WORK REQUIRED: Could you copy exactly the line that contains "of the paved" and every line after it to the end of the records, and nothing more?

STORED DATA:
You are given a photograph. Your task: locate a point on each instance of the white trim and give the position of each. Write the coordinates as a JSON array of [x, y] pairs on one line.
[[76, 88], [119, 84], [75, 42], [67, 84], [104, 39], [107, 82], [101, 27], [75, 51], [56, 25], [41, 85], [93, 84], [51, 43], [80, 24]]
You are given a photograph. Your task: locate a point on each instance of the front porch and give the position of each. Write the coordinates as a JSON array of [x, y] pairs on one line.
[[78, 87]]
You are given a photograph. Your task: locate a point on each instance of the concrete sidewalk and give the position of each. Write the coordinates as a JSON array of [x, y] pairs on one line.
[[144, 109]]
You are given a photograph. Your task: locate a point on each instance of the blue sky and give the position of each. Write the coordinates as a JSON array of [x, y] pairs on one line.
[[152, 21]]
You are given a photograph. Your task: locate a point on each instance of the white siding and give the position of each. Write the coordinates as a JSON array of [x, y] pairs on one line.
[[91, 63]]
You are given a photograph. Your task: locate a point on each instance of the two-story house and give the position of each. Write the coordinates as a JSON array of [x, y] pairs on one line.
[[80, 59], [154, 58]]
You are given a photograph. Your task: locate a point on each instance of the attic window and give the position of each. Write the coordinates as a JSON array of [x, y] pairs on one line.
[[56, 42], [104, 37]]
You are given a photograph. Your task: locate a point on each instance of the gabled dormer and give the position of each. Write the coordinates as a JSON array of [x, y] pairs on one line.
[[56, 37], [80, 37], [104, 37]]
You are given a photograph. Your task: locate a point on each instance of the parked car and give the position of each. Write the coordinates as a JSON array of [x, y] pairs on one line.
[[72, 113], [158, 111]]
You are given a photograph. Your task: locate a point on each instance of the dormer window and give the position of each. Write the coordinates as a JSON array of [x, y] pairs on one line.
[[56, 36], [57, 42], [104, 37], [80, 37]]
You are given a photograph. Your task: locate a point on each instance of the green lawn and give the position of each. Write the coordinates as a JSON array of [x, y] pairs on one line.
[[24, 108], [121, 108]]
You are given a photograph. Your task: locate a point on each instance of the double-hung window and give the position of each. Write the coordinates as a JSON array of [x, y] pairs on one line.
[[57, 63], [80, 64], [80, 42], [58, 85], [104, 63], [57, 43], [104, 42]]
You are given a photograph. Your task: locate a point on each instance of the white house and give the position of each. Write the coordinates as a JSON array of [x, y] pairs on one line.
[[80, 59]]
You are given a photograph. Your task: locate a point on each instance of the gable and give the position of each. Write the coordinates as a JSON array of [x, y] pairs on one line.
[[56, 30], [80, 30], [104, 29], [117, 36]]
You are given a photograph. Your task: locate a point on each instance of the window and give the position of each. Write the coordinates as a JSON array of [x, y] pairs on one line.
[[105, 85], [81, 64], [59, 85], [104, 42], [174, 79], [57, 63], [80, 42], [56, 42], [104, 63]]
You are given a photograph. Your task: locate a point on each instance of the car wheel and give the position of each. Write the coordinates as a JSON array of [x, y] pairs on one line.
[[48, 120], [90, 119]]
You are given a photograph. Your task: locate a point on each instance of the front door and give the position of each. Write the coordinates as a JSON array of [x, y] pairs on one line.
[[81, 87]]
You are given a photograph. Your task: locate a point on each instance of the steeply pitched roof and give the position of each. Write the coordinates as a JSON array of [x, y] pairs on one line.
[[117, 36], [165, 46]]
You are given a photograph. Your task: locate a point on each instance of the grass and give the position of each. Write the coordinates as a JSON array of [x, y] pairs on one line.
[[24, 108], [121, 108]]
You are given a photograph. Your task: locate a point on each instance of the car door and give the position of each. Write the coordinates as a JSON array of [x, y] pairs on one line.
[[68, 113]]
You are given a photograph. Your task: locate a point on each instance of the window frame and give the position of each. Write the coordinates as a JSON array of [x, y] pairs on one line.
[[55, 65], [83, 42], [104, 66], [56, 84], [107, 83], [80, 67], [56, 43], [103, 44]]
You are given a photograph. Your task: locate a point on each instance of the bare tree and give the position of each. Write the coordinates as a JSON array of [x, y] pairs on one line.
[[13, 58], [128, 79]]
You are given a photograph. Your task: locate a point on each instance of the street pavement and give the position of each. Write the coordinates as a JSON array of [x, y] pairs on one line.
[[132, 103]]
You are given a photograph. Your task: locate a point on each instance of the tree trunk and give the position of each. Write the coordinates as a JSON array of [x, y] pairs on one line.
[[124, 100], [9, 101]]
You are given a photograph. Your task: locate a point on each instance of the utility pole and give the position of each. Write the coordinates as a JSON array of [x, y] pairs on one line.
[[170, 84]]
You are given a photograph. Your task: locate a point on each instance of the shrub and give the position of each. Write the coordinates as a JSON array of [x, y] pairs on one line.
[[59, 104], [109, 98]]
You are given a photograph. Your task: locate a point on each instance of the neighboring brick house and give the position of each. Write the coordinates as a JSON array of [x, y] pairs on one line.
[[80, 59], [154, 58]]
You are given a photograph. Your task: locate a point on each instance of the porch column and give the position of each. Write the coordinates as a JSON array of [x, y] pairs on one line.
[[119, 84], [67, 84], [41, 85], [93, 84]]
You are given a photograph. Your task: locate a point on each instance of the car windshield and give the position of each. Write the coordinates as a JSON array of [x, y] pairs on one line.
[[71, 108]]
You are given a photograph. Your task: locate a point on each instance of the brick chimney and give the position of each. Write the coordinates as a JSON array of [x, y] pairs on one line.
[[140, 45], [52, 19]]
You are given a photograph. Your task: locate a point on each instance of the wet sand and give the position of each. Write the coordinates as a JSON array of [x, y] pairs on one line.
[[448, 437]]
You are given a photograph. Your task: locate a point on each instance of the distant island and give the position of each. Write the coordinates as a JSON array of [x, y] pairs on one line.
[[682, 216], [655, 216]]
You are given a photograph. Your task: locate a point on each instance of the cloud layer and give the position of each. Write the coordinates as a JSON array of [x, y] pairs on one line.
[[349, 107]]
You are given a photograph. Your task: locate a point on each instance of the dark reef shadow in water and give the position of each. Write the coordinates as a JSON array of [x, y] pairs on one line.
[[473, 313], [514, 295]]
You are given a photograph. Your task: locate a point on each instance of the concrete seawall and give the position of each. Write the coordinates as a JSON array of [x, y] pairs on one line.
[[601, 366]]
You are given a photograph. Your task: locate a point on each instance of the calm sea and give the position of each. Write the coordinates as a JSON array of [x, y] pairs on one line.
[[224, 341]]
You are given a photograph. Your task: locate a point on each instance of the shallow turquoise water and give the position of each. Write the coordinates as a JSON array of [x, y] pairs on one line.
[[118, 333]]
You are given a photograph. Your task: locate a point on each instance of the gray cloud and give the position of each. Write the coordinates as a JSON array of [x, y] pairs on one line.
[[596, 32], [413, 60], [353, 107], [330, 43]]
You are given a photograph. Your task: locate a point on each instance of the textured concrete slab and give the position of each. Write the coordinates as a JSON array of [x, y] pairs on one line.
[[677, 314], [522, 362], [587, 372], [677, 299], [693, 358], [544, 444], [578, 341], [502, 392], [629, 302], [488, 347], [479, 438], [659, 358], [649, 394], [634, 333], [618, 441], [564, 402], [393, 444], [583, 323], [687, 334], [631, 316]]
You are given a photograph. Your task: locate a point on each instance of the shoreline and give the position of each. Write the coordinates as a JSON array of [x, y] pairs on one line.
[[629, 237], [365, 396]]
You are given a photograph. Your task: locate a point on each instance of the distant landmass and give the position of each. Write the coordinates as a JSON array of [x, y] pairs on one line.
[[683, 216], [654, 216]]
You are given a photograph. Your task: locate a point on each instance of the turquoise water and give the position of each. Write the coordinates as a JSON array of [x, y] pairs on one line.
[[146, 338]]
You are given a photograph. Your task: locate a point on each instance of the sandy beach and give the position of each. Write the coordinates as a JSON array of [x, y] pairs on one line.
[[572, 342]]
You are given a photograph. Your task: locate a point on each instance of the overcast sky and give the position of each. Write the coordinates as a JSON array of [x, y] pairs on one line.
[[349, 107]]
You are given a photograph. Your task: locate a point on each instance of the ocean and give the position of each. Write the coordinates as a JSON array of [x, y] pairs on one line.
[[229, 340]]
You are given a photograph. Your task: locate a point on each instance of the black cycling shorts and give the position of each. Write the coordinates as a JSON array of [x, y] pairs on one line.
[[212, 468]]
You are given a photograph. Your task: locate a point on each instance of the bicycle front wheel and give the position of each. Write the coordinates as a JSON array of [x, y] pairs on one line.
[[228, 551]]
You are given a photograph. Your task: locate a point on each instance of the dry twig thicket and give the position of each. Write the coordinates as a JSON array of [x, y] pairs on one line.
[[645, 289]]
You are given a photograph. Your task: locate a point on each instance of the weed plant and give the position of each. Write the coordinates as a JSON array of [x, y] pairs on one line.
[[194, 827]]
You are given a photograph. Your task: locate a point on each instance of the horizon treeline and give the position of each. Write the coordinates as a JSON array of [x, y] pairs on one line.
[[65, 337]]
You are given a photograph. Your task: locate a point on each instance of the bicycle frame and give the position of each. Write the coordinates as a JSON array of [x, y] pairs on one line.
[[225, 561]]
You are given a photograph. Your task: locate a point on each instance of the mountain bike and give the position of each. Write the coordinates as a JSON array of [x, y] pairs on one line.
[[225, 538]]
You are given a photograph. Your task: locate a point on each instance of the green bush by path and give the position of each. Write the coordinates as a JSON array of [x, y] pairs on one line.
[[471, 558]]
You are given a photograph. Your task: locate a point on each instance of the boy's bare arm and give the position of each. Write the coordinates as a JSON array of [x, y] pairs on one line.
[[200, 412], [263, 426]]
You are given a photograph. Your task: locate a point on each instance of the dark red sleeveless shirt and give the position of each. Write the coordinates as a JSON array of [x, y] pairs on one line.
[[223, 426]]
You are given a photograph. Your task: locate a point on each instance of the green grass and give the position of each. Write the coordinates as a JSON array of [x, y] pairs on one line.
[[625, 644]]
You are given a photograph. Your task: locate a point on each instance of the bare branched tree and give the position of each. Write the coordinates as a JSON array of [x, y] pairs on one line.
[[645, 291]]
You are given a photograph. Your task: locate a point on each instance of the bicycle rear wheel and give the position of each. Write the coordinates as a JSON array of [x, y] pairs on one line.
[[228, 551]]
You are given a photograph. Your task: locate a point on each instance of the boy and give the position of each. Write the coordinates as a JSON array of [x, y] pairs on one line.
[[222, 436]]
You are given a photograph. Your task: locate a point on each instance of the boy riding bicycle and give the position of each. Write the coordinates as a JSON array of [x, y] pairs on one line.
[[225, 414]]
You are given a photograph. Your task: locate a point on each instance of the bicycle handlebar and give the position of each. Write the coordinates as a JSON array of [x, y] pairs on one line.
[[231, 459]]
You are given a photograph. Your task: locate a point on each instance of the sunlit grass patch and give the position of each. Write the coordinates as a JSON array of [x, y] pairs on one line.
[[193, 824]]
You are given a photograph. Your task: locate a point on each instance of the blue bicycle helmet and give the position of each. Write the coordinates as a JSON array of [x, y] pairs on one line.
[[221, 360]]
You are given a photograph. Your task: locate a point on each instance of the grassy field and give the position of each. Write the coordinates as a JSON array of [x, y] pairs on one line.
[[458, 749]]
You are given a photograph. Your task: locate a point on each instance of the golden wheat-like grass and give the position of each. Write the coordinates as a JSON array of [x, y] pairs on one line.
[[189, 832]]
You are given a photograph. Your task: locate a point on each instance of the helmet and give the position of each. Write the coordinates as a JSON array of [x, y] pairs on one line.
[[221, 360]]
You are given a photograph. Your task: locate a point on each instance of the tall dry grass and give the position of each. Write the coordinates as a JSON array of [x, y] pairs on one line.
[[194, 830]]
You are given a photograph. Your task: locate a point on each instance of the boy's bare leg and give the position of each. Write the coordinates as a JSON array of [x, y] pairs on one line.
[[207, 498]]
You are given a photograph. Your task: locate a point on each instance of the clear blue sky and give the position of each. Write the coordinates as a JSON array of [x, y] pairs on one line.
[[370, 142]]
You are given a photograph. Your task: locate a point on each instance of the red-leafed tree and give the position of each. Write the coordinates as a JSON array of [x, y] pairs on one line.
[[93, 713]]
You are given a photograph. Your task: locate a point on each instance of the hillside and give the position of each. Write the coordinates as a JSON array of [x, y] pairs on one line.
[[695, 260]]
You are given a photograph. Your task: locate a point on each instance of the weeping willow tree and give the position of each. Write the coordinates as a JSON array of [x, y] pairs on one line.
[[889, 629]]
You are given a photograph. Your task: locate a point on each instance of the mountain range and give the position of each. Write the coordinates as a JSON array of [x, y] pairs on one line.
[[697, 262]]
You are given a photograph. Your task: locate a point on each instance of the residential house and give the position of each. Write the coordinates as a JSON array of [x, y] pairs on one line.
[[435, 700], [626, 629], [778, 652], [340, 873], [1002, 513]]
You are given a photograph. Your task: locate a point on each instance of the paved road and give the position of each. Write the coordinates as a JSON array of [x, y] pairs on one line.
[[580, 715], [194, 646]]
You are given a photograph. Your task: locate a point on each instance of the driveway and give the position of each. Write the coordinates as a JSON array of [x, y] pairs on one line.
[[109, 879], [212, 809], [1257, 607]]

ANSWER TO THE PROBLEM:
You are given a photograph. Your task: locate a point on each instance of the paved road and give the position of each. Write the coordinates as a JSON array of [x, y] pairs on one line.
[[580, 715], [194, 646]]
You are given a photograph. Your task: locate a point on each instance of the driveway and give the position of each. Write the coordinates as a JSON array of [x, y] pairs on one line.
[[109, 879], [212, 809], [1257, 607]]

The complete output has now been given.